### Your task
Copy word for word the rows from their first line through the line containing "[[[692,470],[698,473],[706,470],[706,451],[699,448],[692,457]]]", both ends included. Leave the pictures out of your answer.

### Records for the exercise
• • •

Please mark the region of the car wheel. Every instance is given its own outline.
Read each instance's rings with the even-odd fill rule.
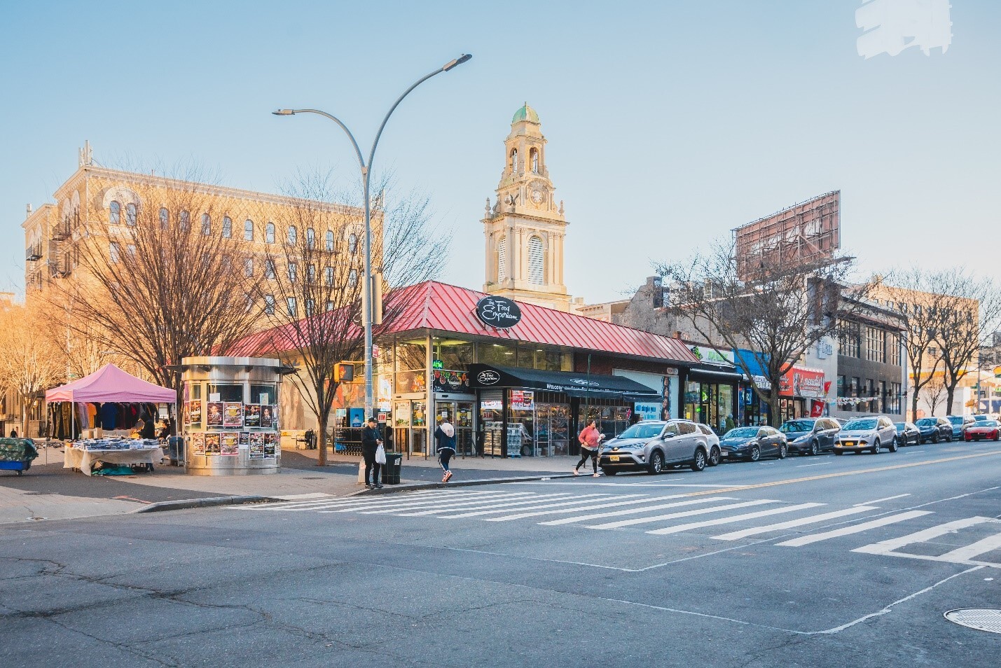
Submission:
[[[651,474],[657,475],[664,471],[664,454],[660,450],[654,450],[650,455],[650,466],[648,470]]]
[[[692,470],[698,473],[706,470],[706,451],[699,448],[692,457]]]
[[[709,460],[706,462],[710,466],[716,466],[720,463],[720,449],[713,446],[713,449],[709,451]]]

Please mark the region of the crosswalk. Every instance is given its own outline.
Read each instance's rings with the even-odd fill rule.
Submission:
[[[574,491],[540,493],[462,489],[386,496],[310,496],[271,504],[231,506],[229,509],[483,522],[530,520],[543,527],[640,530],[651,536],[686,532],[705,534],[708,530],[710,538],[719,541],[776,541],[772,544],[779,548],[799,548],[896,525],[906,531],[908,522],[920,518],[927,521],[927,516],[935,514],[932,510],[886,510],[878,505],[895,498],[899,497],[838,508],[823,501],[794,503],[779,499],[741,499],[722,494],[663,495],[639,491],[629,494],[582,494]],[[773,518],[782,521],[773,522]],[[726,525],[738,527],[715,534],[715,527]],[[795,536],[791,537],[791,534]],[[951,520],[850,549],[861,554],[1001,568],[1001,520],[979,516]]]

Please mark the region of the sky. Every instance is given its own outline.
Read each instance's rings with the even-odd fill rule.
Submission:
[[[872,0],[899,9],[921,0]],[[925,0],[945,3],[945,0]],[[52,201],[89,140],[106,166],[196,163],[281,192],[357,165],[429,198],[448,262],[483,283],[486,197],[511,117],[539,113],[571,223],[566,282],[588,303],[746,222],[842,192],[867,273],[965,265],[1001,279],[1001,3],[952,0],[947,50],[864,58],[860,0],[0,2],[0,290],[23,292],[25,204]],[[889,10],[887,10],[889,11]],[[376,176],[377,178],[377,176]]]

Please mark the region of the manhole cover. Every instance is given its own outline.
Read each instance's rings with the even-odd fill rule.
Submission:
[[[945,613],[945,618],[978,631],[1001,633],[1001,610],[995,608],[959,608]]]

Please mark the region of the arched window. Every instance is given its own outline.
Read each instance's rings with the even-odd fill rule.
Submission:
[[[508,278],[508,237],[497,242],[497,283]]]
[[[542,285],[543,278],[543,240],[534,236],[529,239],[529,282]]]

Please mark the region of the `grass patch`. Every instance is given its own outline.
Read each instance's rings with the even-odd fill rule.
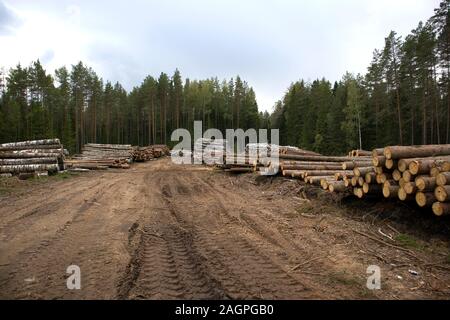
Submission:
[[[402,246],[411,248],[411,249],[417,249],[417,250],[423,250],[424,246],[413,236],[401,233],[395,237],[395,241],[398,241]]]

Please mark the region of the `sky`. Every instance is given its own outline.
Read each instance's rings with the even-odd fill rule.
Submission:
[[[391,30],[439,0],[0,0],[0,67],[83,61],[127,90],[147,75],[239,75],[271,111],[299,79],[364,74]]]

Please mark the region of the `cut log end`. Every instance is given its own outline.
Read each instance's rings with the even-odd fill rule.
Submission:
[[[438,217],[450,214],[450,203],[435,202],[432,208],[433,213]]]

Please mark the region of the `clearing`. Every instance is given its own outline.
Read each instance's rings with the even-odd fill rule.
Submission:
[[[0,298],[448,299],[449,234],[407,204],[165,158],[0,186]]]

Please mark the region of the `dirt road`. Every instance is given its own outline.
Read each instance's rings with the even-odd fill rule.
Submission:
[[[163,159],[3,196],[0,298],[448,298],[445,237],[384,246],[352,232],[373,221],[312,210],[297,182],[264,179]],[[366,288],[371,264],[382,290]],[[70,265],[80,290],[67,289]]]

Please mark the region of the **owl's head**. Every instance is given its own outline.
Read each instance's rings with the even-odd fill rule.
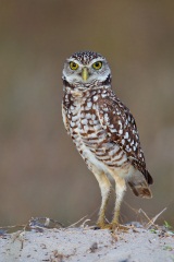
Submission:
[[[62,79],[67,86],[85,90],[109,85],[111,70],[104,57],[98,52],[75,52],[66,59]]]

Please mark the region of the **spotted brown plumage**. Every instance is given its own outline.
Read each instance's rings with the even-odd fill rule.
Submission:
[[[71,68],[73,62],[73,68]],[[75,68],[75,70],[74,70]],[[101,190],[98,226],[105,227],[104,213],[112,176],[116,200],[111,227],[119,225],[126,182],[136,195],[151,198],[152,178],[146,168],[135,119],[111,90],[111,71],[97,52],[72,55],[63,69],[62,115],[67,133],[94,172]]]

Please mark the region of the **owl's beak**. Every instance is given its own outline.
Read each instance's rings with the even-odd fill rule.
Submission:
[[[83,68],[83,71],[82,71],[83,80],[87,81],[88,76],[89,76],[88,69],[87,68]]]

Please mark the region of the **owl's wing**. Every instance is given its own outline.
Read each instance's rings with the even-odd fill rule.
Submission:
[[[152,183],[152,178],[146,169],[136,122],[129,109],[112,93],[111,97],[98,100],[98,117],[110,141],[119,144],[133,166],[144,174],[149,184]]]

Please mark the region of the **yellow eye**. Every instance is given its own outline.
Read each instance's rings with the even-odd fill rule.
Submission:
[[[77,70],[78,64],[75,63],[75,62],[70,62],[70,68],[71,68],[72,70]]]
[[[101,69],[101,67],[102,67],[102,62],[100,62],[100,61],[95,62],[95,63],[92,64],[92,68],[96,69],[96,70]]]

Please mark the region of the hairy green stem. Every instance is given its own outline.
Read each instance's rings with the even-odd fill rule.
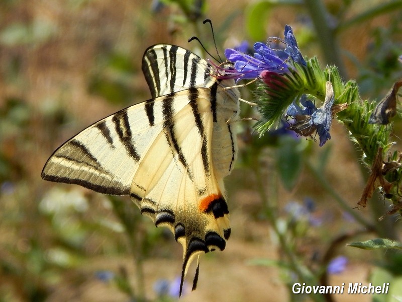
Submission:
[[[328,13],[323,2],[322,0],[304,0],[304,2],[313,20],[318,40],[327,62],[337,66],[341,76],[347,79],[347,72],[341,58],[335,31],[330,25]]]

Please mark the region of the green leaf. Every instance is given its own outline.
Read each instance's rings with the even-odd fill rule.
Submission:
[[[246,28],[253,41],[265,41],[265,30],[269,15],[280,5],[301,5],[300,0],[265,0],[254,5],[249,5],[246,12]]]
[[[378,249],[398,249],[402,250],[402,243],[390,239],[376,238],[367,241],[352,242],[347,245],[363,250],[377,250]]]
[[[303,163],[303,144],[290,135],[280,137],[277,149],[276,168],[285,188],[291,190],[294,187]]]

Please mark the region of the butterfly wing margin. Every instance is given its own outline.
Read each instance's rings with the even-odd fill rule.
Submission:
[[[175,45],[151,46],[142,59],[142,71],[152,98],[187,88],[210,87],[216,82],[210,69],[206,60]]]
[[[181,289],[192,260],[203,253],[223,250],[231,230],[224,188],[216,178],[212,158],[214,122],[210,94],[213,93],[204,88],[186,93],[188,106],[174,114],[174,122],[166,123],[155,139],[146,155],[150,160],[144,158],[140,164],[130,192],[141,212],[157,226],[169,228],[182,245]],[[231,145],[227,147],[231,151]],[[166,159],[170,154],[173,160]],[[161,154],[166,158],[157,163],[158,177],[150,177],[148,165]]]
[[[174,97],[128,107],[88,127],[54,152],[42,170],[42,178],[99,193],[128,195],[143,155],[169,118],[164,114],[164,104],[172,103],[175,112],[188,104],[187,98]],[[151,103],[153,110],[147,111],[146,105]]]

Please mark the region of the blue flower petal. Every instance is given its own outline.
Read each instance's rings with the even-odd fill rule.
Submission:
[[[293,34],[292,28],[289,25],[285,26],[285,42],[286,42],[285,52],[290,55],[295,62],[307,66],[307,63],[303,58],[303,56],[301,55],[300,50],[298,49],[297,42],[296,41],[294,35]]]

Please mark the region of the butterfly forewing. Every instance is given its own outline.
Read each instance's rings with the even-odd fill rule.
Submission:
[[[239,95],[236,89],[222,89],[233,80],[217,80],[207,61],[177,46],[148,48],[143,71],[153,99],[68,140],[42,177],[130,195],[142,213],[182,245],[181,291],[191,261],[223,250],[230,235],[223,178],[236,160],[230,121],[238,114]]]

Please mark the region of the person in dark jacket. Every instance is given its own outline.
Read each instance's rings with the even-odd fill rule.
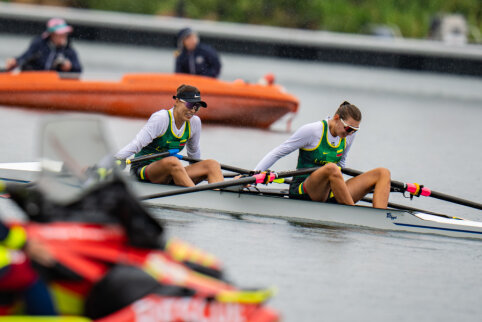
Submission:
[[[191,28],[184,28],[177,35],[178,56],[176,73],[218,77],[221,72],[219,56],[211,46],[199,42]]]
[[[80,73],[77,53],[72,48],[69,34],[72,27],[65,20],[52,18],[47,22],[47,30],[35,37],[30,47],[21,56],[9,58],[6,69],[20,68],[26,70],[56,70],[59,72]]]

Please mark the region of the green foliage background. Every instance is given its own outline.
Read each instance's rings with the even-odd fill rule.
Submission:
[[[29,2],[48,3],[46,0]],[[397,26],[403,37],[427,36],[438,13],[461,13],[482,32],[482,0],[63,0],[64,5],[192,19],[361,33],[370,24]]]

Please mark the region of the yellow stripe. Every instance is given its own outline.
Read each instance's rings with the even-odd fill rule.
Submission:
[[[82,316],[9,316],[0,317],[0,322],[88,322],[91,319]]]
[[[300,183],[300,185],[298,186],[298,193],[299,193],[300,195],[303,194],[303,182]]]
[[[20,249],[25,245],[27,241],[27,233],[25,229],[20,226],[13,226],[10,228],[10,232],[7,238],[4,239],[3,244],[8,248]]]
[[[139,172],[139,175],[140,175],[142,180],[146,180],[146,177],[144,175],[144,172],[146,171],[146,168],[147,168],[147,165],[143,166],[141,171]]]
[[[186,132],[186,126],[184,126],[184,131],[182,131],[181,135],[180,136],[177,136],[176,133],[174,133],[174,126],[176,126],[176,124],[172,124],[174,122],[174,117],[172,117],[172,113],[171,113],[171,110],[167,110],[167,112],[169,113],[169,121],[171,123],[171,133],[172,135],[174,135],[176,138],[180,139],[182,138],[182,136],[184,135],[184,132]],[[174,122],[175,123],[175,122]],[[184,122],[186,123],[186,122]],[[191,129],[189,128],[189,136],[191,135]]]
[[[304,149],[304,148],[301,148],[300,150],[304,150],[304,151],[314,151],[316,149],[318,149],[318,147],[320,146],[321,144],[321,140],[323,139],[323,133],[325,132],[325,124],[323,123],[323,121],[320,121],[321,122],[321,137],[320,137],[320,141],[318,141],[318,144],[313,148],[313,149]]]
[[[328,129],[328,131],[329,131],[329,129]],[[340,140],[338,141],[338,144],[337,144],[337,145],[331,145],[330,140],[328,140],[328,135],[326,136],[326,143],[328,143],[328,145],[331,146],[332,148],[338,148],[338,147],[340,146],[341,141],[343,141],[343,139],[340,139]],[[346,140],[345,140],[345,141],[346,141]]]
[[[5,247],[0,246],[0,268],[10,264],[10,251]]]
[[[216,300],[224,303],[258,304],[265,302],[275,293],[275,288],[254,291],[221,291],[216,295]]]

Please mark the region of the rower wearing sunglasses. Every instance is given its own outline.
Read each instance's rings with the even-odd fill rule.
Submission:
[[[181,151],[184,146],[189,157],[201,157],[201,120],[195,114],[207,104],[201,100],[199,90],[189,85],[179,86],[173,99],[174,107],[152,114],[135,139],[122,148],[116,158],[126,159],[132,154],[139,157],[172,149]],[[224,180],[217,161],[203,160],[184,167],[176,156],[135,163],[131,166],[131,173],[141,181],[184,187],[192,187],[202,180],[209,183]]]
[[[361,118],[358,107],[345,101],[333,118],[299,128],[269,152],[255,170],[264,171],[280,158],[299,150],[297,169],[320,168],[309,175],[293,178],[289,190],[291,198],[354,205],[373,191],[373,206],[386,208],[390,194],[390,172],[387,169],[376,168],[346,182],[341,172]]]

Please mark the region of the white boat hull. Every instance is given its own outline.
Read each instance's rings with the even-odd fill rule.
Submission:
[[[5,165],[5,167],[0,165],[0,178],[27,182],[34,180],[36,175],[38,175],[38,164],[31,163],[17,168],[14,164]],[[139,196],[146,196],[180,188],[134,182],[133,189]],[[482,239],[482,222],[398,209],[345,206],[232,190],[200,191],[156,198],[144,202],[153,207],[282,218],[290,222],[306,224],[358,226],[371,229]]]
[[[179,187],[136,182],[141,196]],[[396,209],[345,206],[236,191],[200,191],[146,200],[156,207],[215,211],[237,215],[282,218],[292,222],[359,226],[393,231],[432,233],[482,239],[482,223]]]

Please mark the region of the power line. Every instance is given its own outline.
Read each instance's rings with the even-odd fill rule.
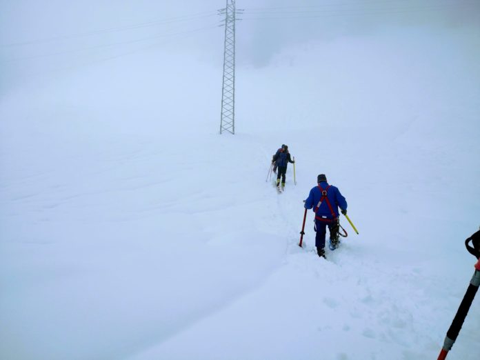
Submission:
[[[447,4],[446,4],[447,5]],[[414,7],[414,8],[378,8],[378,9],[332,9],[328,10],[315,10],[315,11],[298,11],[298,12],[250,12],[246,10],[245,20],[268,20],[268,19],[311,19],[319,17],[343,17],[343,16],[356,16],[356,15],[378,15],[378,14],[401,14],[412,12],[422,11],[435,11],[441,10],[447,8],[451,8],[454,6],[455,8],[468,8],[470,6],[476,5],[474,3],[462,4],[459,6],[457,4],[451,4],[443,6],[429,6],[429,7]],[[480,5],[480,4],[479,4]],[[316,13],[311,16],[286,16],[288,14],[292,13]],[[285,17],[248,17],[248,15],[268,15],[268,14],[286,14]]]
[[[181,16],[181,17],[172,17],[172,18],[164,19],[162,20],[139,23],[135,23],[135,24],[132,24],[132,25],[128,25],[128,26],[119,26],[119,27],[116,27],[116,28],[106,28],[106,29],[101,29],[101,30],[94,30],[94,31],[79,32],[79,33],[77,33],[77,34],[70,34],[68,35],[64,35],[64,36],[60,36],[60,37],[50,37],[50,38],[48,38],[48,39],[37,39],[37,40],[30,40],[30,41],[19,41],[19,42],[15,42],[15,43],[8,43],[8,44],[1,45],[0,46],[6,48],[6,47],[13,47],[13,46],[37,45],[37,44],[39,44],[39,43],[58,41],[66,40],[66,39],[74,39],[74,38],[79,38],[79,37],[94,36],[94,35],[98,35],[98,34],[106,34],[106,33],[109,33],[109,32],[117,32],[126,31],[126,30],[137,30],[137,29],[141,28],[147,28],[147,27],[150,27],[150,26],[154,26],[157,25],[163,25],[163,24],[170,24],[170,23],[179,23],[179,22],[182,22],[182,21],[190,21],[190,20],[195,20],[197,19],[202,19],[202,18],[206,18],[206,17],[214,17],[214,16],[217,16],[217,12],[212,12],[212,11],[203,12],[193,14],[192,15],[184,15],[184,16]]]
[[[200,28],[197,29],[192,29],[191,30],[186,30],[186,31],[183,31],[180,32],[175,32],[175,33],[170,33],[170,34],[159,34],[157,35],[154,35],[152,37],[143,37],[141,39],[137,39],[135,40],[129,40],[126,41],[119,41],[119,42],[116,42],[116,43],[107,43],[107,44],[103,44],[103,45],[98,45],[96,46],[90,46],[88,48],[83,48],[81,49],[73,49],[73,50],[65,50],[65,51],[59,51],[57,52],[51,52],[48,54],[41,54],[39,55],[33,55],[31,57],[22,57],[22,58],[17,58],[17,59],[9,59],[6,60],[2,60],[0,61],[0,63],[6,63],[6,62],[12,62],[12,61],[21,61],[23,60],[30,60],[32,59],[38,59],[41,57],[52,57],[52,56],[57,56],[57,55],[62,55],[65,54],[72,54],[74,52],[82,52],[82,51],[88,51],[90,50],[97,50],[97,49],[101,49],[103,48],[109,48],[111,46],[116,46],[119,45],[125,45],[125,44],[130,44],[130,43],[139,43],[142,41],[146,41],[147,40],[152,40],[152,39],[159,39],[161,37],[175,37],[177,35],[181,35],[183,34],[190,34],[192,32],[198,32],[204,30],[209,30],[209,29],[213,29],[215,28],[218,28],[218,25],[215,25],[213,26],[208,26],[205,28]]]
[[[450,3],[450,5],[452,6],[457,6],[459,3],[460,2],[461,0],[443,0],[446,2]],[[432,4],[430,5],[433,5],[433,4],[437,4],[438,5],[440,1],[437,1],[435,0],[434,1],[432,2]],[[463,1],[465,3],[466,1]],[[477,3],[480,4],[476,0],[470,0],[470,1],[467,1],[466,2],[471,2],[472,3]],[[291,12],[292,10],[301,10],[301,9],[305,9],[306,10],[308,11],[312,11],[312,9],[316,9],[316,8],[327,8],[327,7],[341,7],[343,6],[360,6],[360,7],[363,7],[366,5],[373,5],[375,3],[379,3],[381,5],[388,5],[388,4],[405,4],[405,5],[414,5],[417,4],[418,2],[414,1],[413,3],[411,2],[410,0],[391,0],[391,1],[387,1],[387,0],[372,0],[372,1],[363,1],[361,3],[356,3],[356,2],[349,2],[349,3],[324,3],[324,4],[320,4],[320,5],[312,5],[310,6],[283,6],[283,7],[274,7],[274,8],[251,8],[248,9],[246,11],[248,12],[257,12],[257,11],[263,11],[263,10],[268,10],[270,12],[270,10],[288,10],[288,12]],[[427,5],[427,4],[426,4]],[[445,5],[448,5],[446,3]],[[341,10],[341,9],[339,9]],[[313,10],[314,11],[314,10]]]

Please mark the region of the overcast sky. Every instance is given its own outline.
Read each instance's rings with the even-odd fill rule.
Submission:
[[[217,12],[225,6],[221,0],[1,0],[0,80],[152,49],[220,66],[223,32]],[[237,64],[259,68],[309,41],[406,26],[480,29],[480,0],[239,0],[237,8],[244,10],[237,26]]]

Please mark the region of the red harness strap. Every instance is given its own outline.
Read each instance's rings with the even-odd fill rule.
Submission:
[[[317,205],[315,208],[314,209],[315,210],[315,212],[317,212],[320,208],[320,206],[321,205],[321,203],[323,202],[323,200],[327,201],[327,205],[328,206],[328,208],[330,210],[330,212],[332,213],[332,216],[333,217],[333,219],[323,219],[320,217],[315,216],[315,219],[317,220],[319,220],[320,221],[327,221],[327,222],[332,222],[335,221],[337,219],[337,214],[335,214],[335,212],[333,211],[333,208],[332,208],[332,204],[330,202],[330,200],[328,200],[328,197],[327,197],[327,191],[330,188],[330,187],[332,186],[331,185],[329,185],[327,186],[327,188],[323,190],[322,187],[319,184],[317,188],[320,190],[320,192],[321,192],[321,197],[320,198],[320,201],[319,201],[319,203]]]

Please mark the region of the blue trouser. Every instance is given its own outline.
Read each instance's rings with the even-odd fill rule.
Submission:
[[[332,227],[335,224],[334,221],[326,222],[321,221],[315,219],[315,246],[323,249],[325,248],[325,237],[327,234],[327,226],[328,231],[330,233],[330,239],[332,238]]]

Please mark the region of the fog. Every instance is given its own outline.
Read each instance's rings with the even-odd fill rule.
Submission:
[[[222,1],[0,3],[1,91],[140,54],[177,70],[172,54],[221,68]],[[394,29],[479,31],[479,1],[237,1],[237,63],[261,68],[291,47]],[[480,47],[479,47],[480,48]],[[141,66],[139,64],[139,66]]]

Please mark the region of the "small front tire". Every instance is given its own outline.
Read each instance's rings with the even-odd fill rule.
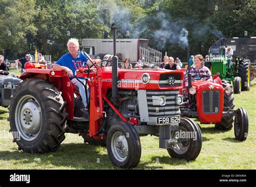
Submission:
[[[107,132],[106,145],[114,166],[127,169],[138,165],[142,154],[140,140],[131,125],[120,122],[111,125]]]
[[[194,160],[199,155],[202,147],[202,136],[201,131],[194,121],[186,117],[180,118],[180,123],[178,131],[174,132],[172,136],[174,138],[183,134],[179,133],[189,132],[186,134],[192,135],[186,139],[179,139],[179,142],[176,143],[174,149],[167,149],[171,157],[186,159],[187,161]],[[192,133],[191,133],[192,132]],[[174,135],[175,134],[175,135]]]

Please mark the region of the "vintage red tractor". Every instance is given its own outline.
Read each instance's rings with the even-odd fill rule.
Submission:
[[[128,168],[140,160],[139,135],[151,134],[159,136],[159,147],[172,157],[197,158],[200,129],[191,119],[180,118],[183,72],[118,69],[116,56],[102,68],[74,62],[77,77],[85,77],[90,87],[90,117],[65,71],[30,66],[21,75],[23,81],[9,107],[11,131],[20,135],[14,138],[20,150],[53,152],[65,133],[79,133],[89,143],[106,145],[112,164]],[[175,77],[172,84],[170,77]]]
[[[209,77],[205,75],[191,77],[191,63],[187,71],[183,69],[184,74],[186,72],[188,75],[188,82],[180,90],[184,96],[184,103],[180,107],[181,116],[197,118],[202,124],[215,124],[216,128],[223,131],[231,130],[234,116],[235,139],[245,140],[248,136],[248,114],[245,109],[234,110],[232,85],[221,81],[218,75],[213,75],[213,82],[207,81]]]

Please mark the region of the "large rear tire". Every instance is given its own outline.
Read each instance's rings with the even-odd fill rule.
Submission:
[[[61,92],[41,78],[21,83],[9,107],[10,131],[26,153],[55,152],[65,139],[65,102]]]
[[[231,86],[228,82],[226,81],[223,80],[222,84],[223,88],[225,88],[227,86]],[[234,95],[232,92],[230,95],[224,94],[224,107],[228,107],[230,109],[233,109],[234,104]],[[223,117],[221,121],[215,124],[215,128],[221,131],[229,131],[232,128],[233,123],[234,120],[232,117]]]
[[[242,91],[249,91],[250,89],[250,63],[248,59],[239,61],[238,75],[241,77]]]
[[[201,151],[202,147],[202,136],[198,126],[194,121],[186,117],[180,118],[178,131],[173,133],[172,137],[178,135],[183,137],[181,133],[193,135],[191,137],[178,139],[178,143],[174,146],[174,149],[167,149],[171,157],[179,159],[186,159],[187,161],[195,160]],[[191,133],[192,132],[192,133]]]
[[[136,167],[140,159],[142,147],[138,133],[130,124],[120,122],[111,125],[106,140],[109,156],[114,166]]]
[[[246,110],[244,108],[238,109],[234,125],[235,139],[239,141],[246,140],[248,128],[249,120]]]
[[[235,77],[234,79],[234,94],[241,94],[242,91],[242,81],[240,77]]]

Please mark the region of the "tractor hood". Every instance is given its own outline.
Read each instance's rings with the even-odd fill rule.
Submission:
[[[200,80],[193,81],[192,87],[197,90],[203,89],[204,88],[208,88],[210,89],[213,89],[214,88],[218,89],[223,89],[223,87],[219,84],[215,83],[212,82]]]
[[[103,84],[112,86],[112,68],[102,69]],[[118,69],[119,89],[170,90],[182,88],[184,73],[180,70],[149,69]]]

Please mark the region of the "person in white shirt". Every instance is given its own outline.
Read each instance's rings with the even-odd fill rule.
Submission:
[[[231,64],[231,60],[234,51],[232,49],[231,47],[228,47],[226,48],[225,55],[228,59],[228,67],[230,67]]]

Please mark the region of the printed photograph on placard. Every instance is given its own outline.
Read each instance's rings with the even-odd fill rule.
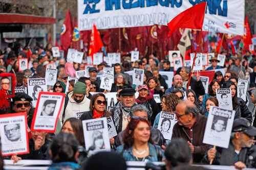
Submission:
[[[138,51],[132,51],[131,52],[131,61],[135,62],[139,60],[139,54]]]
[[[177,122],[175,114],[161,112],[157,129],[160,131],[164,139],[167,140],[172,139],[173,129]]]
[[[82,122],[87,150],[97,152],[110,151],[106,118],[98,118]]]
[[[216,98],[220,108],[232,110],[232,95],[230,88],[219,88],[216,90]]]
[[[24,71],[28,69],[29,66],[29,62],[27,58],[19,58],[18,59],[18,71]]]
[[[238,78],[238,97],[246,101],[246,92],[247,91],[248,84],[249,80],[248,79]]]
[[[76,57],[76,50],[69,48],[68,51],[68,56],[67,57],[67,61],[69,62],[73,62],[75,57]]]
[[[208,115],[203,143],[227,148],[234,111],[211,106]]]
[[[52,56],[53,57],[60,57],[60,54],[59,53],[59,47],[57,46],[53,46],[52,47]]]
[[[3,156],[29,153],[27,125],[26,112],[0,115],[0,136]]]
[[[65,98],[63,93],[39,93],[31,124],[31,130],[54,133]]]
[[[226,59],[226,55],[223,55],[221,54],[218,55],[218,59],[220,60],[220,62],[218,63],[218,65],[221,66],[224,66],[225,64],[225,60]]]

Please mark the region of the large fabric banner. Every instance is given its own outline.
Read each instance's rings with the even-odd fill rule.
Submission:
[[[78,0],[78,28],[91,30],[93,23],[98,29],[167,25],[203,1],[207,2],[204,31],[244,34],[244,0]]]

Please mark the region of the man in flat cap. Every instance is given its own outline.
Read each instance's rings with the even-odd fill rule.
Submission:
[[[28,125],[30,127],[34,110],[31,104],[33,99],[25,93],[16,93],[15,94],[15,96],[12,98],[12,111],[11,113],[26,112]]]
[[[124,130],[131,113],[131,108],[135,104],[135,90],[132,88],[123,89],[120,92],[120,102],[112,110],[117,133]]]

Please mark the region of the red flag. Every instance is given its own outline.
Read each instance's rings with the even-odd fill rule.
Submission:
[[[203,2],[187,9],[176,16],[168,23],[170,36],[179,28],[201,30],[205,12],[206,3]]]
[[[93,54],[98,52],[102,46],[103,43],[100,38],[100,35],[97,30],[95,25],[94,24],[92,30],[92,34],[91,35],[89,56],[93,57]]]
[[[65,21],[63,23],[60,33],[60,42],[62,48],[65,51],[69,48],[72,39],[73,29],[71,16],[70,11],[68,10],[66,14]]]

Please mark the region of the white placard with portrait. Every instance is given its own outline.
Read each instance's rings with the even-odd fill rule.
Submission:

• • •

### Answer for the task
Please mark the region of the car wheel. Every instance is given its own outline.
Read each instance's rings with the even-odd fill rule.
Submission:
[[[651,474],[657,475],[664,471],[664,454],[660,450],[654,450],[650,455],[650,466],[648,470]]]
[[[692,470],[698,473],[706,470],[706,451],[699,448],[692,457]]]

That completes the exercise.